(Records from a data source)
- - -

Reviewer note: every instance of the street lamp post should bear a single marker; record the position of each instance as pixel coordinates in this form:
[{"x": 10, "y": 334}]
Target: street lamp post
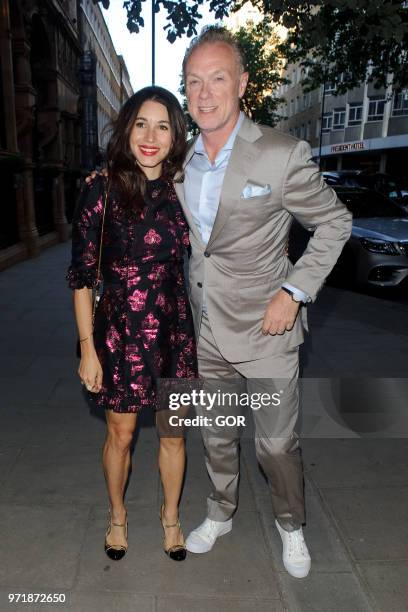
[{"x": 321, "y": 125}]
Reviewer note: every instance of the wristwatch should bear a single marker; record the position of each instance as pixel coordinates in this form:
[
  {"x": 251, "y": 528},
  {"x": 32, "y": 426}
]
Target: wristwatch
[{"x": 295, "y": 298}]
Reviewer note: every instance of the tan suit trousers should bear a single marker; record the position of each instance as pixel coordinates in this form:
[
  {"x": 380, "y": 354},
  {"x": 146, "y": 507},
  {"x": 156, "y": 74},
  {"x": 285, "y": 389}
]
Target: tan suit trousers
[{"x": 276, "y": 443}]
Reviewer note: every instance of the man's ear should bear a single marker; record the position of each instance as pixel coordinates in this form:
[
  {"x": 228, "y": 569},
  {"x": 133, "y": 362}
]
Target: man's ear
[{"x": 243, "y": 82}]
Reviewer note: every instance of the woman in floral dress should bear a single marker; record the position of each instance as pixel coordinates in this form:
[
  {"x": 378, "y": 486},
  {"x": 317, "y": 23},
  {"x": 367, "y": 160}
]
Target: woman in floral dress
[{"x": 143, "y": 327}]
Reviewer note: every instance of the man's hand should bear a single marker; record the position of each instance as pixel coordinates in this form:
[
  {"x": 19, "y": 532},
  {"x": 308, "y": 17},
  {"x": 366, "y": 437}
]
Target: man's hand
[
  {"x": 280, "y": 314},
  {"x": 90, "y": 177}
]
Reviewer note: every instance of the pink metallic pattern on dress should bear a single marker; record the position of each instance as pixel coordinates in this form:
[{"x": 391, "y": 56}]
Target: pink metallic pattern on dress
[
  {"x": 137, "y": 299},
  {"x": 143, "y": 326},
  {"x": 152, "y": 237}
]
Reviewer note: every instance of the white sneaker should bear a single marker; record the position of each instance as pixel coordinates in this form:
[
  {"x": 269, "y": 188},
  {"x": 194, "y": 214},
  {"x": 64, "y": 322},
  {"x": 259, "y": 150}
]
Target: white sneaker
[
  {"x": 203, "y": 538},
  {"x": 295, "y": 555}
]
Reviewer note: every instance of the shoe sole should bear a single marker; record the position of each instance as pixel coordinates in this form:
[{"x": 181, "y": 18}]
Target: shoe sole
[{"x": 199, "y": 549}]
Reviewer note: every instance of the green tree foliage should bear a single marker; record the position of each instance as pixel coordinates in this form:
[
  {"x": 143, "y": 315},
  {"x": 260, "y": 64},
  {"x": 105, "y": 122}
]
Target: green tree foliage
[
  {"x": 331, "y": 37},
  {"x": 259, "y": 43}
]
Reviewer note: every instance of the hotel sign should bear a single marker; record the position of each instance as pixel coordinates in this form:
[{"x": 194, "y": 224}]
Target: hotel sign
[{"x": 352, "y": 146}]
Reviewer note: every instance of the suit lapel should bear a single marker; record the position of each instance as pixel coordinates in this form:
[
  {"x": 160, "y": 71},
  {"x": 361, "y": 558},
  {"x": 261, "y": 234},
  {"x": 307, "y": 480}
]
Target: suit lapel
[
  {"x": 243, "y": 155},
  {"x": 179, "y": 187}
]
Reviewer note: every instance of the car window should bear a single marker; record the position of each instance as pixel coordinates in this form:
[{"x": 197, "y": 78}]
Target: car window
[{"x": 370, "y": 204}]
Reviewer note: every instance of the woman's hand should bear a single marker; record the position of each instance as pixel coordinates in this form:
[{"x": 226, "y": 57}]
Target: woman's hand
[{"x": 90, "y": 372}]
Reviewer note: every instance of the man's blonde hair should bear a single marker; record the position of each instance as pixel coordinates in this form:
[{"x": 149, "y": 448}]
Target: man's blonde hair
[{"x": 212, "y": 34}]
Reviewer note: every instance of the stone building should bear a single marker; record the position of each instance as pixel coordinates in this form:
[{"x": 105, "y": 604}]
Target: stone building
[
  {"x": 364, "y": 129},
  {"x": 39, "y": 124},
  {"x": 61, "y": 83},
  {"x": 105, "y": 83}
]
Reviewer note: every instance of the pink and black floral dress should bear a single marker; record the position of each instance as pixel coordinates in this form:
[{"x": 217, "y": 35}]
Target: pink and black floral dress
[{"x": 143, "y": 325}]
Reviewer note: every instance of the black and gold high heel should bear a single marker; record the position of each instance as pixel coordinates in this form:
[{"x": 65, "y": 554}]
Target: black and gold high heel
[
  {"x": 177, "y": 552},
  {"x": 115, "y": 551}
]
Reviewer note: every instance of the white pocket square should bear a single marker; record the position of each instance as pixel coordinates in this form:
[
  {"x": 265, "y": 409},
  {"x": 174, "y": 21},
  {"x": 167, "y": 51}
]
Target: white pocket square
[{"x": 253, "y": 190}]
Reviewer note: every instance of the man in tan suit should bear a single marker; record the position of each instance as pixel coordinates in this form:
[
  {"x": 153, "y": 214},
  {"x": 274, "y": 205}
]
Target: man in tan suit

- - -

● **Task statement**
Without the pictures, repeat the listing above exactly.

● **Result below**
Reviewer note: every instance of the street lamp post should bear a single marker; record the position of each instance as pixel coordinates in this form:
[{"x": 10, "y": 334}]
Target: street lamp post
[{"x": 321, "y": 125}]
Reviewer note: every instance of the wristwatch should bear a single marker; record the position of each instance as pixel coordinates in this form:
[
  {"x": 251, "y": 528},
  {"x": 32, "y": 426}
]
Target: wristwatch
[{"x": 295, "y": 298}]
Reviewer note: every instance of the tan suit trousers should bear a single marker; record the position of each instance as pixel coordinates in this form:
[
  {"x": 380, "y": 354},
  {"x": 146, "y": 507},
  {"x": 156, "y": 74},
  {"x": 285, "y": 389}
]
Target: tan suit trousers
[{"x": 276, "y": 443}]
Reviewer note: every instance of the man's ear should bear a single marker; record the position of each instance as pixel coordinates in this form:
[
  {"x": 228, "y": 569},
  {"x": 133, "y": 362}
]
Target: man's ear
[{"x": 243, "y": 82}]
Reviewer note: every instance of the woman in floral dress should bear a single marker; record the position of each instance as pixel coordinates in this form:
[
  {"x": 378, "y": 486},
  {"x": 317, "y": 23},
  {"x": 367, "y": 160}
]
Target: woman in floral dress
[{"x": 143, "y": 327}]
Reviewer note: every instance of the man's hand should bear a single marker; record the position of each instance as pixel coordinates in this form:
[
  {"x": 19, "y": 532},
  {"x": 308, "y": 17},
  {"x": 366, "y": 437}
]
Target: man's hand
[
  {"x": 280, "y": 314},
  {"x": 90, "y": 177}
]
Reviewer note: every instance of the pink metallic pattern on dress should bear a single marker; record the position of each instance as pixel coordinates in this form:
[{"x": 391, "y": 56}]
Target: pink metallic pattern on dress
[
  {"x": 137, "y": 299},
  {"x": 143, "y": 326},
  {"x": 152, "y": 237}
]
Reviewer note: every instance of the white sneaker should bear a single marker; record the position of each instance as pixel coordinates in this form:
[
  {"x": 269, "y": 188},
  {"x": 194, "y": 214},
  {"x": 64, "y": 322},
  {"x": 259, "y": 150}
]
Target: white sneaker
[
  {"x": 203, "y": 538},
  {"x": 295, "y": 555}
]
Reviewer note: every instance of the shoe sole should bear a single marker; record the position of each instance as pixel coordinates in this form:
[{"x": 181, "y": 18}]
Target: shoe sole
[{"x": 199, "y": 549}]
Reviewer note: every instance of the green tree foliage should bear a single marker; record the position of each instance as pixel coordinates in this form:
[
  {"x": 143, "y": 315},
  {"x": 260, "y": 64},
  {"x": 105, "y": 122}
]
Target: green tree foliage
[
  {"x": 331, "y": 37},
  {"x": 259, "y": 43}
]
Reviewer note: every instance of the hotel sign should bear a single marker; record the position of each instance as pixel coordinates in this form:
[{"x": 194, "y": 224}]
Target: hotel sign
[{"x": 352, "y": 146}]
Reviewer note: every instance of the suit lapel should bear a single marker; record the position of each instance as pixel coordinates in this form:
[
  {"x": 160, "y": 71},
  {"x": 361, "y": 558},
  {"x": 261, "y": 234},
  {"x": 307, "y": 480}
]
Target: suit lapel
[
  {"x": 243, "y": 155},
  {"x": 179, "y": 187}
]
Reviewer note: every instance of the car window should bear a single marker; record the position of each instance as pixel coordinates in this form:
[{"x": 197, "y": 78}]
Target: car window
[{"x": 370, "y": 204}]
Reviewer note: every instance of the woman's hand should bear a single marker; record the position of each instance as pixel coordinates in this form:
[{"x": 226, "y": 57}]
Target: woman's hand
[{"x": 90, "y": 372}]
Reviewer note: every instance of the man's blonde hair should bear a single marker; record the position of each instance as pixel coordinates in this form:
[{"x": 149, "y": 448}]
Target: man's blonde hair
[{"x": 212, "y": 34}]
Reviewer note: every instance of the stone building should bear a single marker; record the position of each instance as pixel coordinates in this form:
[{"x": 105, "y": 604}]
Target: stone building
[
  {"x": 364, "y": 129},
  {"x": 39, "y": 124},
  {"x": 61, "y": 83},
  {"x": 105, "y": 83}
]
Reviewer note: every instance of the pink and black floral dress should bear a single marker; record the position of each instance as pixel coordinates in this form:
[{"x": 217, "y": 35}]
Target: pink and black floral dress
[{"x": 143, "y": 325}]
Reviewer note: every instance of the black and gold high heel should bear a single marker; record the position of each instance as pixel coordinates in this form:
[{"x": 65, "y": 554}]
Target: black and gold high heel
[
  {"x": 177, "y": 552},
  {"x": 115, "y": 551}
]
Reviewer note: every instance of the white pocket square should bear a single marker; record the position of each instance as pixel coordinates in this form:
[
  {"x": 265, "y": 409},
  {"x": 174, "y": 21},
  {"x": 167, "y": 51}
]
Target: white pocket square
[{"x": 253, "y": 190}]
Reviewer note: every instance of the man in tan suit should bear a single marker; record the position of each instance as pixel coordinates in this form:
[
  {"x": 153, "y": 214},
  {"x": 274, "y": 205}
]
Target: man in tan suit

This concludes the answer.